Written exercise: Set down the whole listing verbatim.

Labeled area outline entries
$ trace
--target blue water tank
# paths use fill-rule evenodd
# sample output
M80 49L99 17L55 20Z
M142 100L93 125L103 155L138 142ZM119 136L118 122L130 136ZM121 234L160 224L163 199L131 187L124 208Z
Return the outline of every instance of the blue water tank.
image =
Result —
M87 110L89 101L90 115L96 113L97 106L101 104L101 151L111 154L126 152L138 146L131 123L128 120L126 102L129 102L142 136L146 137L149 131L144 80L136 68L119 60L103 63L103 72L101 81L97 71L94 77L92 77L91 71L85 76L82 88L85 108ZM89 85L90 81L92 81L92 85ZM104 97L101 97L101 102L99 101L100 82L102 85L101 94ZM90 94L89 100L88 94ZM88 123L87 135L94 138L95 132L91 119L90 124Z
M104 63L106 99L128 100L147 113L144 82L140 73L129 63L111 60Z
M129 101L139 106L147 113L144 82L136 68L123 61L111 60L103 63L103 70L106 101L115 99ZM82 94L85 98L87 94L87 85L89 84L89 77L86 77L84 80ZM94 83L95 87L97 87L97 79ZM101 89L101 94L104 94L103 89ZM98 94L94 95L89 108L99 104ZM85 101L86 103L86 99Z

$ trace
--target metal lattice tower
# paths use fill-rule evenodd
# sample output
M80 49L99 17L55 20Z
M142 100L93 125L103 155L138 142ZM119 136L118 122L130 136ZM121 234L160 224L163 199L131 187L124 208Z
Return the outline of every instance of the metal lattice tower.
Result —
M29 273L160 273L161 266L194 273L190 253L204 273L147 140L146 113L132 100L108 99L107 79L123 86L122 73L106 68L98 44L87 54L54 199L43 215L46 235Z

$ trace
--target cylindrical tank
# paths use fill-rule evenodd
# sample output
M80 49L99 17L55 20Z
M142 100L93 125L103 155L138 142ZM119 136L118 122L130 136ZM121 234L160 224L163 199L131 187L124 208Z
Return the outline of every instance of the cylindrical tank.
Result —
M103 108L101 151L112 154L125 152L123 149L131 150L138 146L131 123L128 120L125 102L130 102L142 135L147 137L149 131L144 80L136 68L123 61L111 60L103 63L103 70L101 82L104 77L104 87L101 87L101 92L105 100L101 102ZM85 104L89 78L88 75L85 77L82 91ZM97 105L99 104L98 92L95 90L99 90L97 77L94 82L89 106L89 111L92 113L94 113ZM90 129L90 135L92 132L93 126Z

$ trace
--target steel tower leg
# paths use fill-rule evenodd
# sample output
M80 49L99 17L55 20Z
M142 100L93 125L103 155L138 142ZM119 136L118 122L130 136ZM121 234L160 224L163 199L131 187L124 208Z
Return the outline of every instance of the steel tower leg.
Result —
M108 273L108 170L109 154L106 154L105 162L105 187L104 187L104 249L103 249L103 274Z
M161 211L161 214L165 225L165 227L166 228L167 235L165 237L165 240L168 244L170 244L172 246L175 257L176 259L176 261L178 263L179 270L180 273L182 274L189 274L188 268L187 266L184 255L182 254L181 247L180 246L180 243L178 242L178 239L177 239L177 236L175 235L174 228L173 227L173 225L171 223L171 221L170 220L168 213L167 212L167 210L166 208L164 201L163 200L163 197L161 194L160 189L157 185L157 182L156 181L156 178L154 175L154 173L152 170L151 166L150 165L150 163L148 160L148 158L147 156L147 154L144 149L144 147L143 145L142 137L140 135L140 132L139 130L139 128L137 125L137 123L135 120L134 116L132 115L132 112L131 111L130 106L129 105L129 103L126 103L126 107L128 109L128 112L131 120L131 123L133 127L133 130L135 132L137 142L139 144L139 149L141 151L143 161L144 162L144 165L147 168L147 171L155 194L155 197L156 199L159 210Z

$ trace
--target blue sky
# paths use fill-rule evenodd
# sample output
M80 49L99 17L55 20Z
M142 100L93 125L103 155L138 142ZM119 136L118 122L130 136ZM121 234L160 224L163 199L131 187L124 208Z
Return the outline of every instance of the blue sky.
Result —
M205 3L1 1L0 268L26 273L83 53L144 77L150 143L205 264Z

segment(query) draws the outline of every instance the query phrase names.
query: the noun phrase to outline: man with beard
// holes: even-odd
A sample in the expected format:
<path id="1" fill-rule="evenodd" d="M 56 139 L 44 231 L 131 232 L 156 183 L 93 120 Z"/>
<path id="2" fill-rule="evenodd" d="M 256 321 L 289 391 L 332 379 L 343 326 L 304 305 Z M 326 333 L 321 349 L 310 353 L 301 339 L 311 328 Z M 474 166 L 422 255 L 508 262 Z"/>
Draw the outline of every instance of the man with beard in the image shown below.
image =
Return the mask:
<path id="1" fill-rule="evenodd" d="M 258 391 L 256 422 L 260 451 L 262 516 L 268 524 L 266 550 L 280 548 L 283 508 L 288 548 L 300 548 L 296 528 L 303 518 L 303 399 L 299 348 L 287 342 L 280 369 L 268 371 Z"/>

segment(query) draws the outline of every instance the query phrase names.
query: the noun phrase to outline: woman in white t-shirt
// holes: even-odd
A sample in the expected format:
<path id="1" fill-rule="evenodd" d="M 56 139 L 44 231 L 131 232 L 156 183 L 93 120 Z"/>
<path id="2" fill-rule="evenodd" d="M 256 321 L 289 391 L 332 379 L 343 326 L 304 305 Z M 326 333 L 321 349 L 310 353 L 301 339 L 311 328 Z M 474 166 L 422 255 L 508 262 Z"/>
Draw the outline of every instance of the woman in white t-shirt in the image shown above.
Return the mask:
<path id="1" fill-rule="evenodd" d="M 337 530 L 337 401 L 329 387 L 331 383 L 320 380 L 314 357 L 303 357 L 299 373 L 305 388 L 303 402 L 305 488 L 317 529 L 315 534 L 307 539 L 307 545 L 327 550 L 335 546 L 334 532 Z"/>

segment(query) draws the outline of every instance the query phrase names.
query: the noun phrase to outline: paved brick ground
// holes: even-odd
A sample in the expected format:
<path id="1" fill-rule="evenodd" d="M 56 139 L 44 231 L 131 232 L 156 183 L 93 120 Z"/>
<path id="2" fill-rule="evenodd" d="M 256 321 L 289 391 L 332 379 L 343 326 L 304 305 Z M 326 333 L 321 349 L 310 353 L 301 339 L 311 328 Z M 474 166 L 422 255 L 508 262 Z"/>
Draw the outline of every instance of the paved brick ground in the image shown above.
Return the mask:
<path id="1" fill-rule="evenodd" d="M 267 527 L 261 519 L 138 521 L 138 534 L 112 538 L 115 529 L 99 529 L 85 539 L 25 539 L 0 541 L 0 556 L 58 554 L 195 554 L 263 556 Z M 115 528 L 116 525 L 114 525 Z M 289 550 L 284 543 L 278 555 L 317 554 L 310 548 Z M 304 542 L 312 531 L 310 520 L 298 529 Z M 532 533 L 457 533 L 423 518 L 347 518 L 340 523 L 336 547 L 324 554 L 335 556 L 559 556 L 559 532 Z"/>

Reply to the exercise:
$ trace
--target blue water tank
# paths use fill-rule evenodd
# sample output
M80 49L99 17L55 20Z
M142 100L93 125L103 155L138 142ZM119 136L118 122L130 136ZM121 234L160 224L163 199L131 187L124 208Z
Return the outline of every instance of the blue water tank.
image =
Result —
M87 110L89 101L90 115L96 113L97 106L101 104L101 151L111 154L126 152L138 146L131 123L128 120L126 102L129 102L142 136L146 137L149 131L144 80L136 68L119 60L103 63L103 72L101 81L97 71L94 77L92 77L91 71L85 76L82 88L85 108ZM89 85L90 81L92 81L92 85ZM104 97L101 97L101 102L99 101L100 82L102 85L101 94ZM90 94L89 100L88 94ZM88 123L87 135L94 138L95 132L91 119L90 124Z
M104 63L106 99L128 100L147 113L144 82L140 73L129 63L111 60Z
M129 101L139 106L147 113L144 82L136 68L123 61L111 60L103 63L103 70L106 101L115 99ZM82 94L85 98L87 94L87 85L89 84L89 77L86 77L84 80ZM94 83L95 87L97 87L97 79ZM101 89L101 94L104 94L103 89ZM98 94L94 95L89 108L99 104ZM85 101L86 103L86 99Z

$ trace
--target metal lattice tower
# paths use fill-rule evenodd
# sample output
M80 49L99 17L55 20Z
M142 100L93 125L103 155L138 142ZM119 136L118 122L130 136ZM121 234L160 224L163 199L131 187L124 208Z
Return the outline of every instance of the metal lattice tower.
Result —
M29 273L160 273L161 266L194 273L190 253L204 273L147 140L146 113L132 100L108 99L107 79L123 86L122 73L106 68L98 44L87 54L54 199L43 215L46 235Z

$ trace
--target cylindrical tank
# paths use fill-rule evenodd
# sample output
M80 49L99 17L55 20Z
M142 100L93 125L103 155L138 142ZM119 136L118 122L130 136ZM121 234L160 224L163 199L131 187L124 208Z
Return the outline of every instance of the cylindrical tank.
Result —
M103 108L101 151L112 154L125 152L123 149L131 150L138 146L131 123L128 120L125 102L130 102L142 135L147 137L149 131L144 80L136 68L123 61L111 60L103 63L103 70L101 82L104 77L104 87L101 87L101 92L105 100L101 102ZM85 104L89 78L88 75L85 77L82 91ZM97 105L99 104L98 92L95 90L99 90L97 77L94 82L89 106L89 111L92 113L94 113ZM90 129L90 135L92 132L93 126Z

$ trace
--target steel tower leg
# paths use fill-rule evenodd
# sample output
M80 49L99 17L55 20Z
M142 100L93 125L103 155L138 142ZM119 136L118 122L130 136ZM121 234L160 224L163 199L131 187L124 208Z
Return the outline of every instance of the steel tower leg.
Result —
M108 273L108 170L109 154L106 154L105 162L105 187L104 187L104 249L103 249L103 274Z
M161 211L161 214L165 225L165 227L166 228L167 235L165 237L165 240L168 244L170 244L172 246L175 257L176 259L176 261L178 263L179 270L180 273L182 274L189 274L188 268L187 266L184 255L182 254L181 247L180 246L180 243L178 242L178 239L177 239L177 236L175 235L174 228L173 227L173 225L171 223L171 221L170 220L168 213L167 212L167 210L166 208L164 201L163 200L163 197L161 194L160 189L157 185L157 182L156 181L156 178L154 175L154 173L152 170L151 166L150 165L150 163L148 160L148 158L147 156L147 154L144 149L144 147L143 145L142 137L140 135L140 132L139 130L139 128L137 125L137 123L135 120L134 116L132 115L132 112L131 111L130 106L129 105L129 103L126 103L126 107L128 109L128 112L131 120L131 123L133 127L133 130L135 132L137 142L139 144L139 149L141 151L143 161L144 162L144 165L147 168L147 171L155 194L155 197L156 199L159 210Z

$ trace
--target blue sky
# paths use fill-rule evenodd
# sample output
M80 49L99 17L55 20Z
M142 100L93 125L103 155L138 142ZM119 136L118 122L130 136ZM121 234L160 224L163 199L131 187L124 208Z
Return the outline of every instance of the blue sky.
Result —
M205 3L1 1L0 268L26 273L83 53L144 77L150 143L205 264Z

segment(query) draws the outline of every instance the query phrase names.
query: the noun phrase to outline: man with beard
// holes: even-odd
A sample in the expected format:
<path id="1" fill-rule="evenodd" d="M 56 139 L 44 231 L 131 232 L 156 183 L 93 120 Z"/>
<path id="2" fill-rule="evenodd" d="M 256 321 L 289 391 L 332 379 L 343 326 L 304 305 Z M 326 333 L 321 349 L 310 353 L 301 339 L 311 328 Z M 474 166 L 422 255 L 508 262 Z"/>
Draw the outline of every instance of the man with beard in the image shown below.
image =
Return the mask:
<path id="1" fill-rule="evenodd" d="M 258 391 L 256 422 L 260 451 L 262 516 L 268 524 L 266 550 L 280 548 L 283 508 L 288 548 L 300 548 L 296 528 L 303 518 L 303 399 L 299 348 L 287 342 L 280 369 L 268 371 Z"/>

segment(query) draws the outline of every instance the query phrase names.
query: the noun phrase to outline: woman in white t-shirt
// holes: even-odd
A sample in the expected format:
<path id="1" fill-rule="evenodd" d="M 56 139 L 44 231 L 131 232 L 156 183 L 93 120 Z"/>
<path id="2" fill-rule="evenodd" d="M 256 321 L 289 391 L 332 379 L 343 326 L 304 305 Z M 326 333 L 321 349 L 310 353 L 301 339 L 311 328 Z M 474 166 L 422 255 L 508 262 Z"/>
Draw the outline of every instance of the woman in white t-shirt in the image shown above.
Return the mask:
<path id="1" fill-rule="evenodd" d="M 337 530 L 337 401 L 329 387 L 331 383 L 320 380 L 314 357 L 303 357 L 299 373 L 305 388 L 303 402 L 305 488 L 317 529 L 315 534 L 307 539 L 307 545 L 327 550 L 335 546 L 334 532 Z"/>

segment(query) draws the outline of every instance the query phrase names.
query: the noun phrase to outline: paved brick ground
// holes: even-odd
A sample in the expected format:
<path id="1" fill-rule="evenodd" d="M 56 139 L 44 231 L 131 232 L 156 183 L 93 120 Z"/>
<path id="2" fill-rule="evenodd" d="M 256 321 L 289 391 L 332 379 L 343 326 L 304 305 Z M 326 333 L 321 349 L 310 353 L 301 339 L 311 328 Z M 474 166 L 422 255 L 508 262 Z"/>
Draw the outline of every instance of the paved brick ground in the image shown above.
Return the mask:
<path id="1" fill-rule="evenodd" d="M 267 527 L 261 519 L 138 521 L 138 534 L 112 538 L 115 529 L 99 529 L 85 539 L 25 539 L 0 541 L 0 556 L 58 554 L 195 554 L 263 556 Z M 115 528 L 116 525 L 114 525 Z M 289 550 L 284 543 L 278 555 L 317 554 L 310 548 Z M 304 542 L 312 531 L 310 520 L 298 529 Z M 532 533 L 457 533 L 423 518 L 347 518 L 340 523 L 336 547 L 324 554 L 335 556 L 559 556 L 559 532 Z"/>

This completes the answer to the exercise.